What the exercise asks:
Rewrite every line of the records from the first line through the line containing "point(465, 348)", both ends included, shifting each point coordinate by adding 31 to it and leaving all other text unchanged. Stop after that line.

------------------------------------------------

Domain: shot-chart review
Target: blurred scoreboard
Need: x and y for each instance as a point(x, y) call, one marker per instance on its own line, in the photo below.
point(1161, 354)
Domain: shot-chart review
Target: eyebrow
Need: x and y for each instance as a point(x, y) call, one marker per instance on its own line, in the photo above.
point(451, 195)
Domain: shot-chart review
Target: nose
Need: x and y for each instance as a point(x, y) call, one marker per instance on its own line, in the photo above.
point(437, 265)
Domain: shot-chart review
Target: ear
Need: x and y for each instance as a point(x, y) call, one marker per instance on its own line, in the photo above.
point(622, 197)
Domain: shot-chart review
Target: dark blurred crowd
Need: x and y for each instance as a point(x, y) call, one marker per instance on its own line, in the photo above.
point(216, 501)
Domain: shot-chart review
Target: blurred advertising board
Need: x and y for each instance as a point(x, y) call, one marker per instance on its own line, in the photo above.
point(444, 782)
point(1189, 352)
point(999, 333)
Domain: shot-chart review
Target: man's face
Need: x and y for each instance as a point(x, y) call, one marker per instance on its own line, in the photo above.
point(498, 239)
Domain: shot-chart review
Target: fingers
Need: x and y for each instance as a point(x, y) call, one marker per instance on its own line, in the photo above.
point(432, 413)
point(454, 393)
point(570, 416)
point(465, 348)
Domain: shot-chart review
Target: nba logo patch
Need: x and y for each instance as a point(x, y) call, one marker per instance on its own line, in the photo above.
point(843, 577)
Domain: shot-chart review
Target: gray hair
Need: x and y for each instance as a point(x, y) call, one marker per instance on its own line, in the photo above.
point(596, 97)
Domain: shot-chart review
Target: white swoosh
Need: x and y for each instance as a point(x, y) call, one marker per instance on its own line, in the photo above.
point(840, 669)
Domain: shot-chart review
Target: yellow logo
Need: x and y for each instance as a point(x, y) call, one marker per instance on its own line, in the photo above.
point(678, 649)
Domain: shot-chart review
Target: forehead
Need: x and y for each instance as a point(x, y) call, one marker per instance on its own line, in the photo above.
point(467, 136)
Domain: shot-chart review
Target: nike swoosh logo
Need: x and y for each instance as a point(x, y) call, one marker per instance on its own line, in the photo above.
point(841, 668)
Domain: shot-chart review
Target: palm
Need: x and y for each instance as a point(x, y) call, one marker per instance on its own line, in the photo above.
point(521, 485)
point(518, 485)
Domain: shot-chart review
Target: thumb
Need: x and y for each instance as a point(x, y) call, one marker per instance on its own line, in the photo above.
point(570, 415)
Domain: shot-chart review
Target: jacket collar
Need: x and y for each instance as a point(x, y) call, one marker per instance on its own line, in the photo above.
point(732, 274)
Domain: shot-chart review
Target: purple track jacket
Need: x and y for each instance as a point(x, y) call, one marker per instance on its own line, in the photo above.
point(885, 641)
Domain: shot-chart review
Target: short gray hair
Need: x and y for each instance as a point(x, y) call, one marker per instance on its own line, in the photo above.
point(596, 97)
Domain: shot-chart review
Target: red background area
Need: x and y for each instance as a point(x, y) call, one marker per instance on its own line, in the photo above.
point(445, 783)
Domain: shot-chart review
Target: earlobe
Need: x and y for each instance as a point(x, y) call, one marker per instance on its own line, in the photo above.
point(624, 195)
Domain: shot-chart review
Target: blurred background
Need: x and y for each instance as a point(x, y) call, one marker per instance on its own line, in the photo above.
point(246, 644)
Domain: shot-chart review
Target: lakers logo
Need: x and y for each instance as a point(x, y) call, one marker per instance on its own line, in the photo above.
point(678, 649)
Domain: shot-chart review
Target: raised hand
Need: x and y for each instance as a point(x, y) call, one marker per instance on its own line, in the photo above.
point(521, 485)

------------------------------------------------

Exercise result:
Domain: shot-chart review
Target: blurred scoreboard
Need: x and y for each instance as a point(x, y) call, one marker per instance on its own line, in the photo below.
point(1192, 385)
Domain: shot-chart review
Target: eyebrow
Need: x and y for each instance as a point(x, y) call, one marker per instance on its own line, in the photo above.
point(482, 226)
Domain: shot-chart review
Target: nose
Need: x and y for each instance as a point(x, y) call, one marker per instance on its own line, in the photo above.
point(468, 296)
Domain: shot-chart review
Target: ear
Need: x and y for each instance as a point(x, y) call, one marker per instance on its own line, in the photo above.
point(653, 228)
Domain: shot-chart review
Target: dark blurred crowd
Need: x and y for each instance as a point(x, y) call, one marker per instance on its own line, in the photo above.
point(247, 532)
Domain: shot-chart review
Target: blurred advertising board
Need: x and y for each instance as a point(x, y) call, one marker per instance on its own line, in the photo above.
point(475, 813)
point(1220, 383)
point(1030, 364)
Domain: shot-chart review
Target: man's face
Need: x and y for each instance as a point(x, y) call, one marker per instance on its own line, in the photo above.
point(529, 270)
Domain: shot-chart review
Target: fingers
Need: x and y for each instance as a point(x, y) call, one marker per instance on its own line, in the photo above.
point(463, 444)
point(485, 424)
point(601, 447)
point(496, 379)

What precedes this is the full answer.